» What you are asked to do: Reproduce each of the following rows line for line, with no changes.

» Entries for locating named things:
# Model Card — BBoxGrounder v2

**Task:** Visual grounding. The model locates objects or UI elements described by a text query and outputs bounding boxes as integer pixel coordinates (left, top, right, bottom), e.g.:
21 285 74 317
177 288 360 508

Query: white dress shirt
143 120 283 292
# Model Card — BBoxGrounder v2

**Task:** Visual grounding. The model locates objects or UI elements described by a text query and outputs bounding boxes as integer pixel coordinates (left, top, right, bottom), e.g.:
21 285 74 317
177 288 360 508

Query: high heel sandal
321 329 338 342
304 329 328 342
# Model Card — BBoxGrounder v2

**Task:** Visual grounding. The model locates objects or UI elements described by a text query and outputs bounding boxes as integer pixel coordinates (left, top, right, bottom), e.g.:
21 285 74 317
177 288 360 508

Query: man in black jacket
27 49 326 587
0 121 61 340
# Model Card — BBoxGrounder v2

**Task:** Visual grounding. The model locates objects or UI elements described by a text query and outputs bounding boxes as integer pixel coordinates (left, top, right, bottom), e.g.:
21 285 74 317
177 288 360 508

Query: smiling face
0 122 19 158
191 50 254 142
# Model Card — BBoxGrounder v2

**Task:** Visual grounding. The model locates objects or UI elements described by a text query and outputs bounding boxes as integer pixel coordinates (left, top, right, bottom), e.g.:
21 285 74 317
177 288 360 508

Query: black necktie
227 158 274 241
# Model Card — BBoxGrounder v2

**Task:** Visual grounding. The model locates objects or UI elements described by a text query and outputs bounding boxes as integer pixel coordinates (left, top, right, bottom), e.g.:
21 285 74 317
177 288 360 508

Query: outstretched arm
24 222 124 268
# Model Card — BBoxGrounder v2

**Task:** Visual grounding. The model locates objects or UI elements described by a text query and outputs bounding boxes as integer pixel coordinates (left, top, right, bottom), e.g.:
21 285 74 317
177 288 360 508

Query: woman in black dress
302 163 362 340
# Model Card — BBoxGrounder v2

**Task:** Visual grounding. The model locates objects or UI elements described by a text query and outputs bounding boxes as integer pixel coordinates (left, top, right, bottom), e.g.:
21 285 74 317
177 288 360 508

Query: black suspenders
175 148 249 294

» Task answer:
# Model Card — BBoxGrounder v2

**Task:** Visual grounding. The model locates objects or UI elements described by a text query and outputs bounding boxes as integer pixel coordinates (left, top, right, bottom), e.g.:
21 285 74 317
177 288 360 508

Query: white dress shirt
143 120 283 292
# Model Card — BBoxGrounder v2

**Task:** Visual grounding. The model locates objects or UI elements described by a text query and outputs bounding boxes as integer pixel coordinates (left, top, right, bottom), e.g.:
21 285 74 317
177 288 360 508

Query: high heel sandal
321 329 338 342
304 329 328 342
# Model Card — BBoxGrounder v2

**Task:** Visual grounding. The model locates objects or UI elements described by a text query and outputs bounding boxes as integer pixel coordinates (left, top, right, bottom), e.g.:
21 285 74 317
177 288 360 508

Query: man in black jacket
27 49 326 587
0 121 61 340
# Model Card — BBoxGrounder v2

**Task:** Visual grounding. The model locates objects or UI elements described by a text query and outputs bounding boxes as integer pixel coordinates (left, top, right, bottom), e.g.:
21 285 74 317
177 288 360 508

Query: smiling face
0 122 19 158
191 50 254 142
# Model Card — BBoxGrounder v2

**Task:** Visual grounding. The model locates objects or UI elements described by a text query and outputs bounding boxes as integer pixel coordinates (left, top, right, bottom), e.g.:
21 285 74 317
177 288 360 508

Query: black necktie
227 158 274 241
# Model Card — BBoxGrounder v2

**Task:** Visual grounding. The model locates objects or UI elements described by a text query and outputs bounding boxes as integer pixel coordinates (left, top, right, bottom), e.g.:
21 285 74 317
177 288 360 508

Query: outstretched arm
24 222 124 268
# Model Card — BBoxGrounder v2

**Task:** Visual grounding. The model locates objects or UI elements described by a text query and outputs bounding boxes as integer pixel coordinates (left, top, right, bottom), e.g.:
21 285 74 317
177 288 360 508

Query: woman in black dress
302 163 362 340
# Model Card — BBoxGrounder v2

**Task:** Visual grounding. The model locates objects or UI elements described by a text query and outputs bounding boxes as integer pixel coordinates (left, top, right, bottom), e.g.:
21 285 74 317
177 288 360 508

Query: black suspenders
175 148 249 294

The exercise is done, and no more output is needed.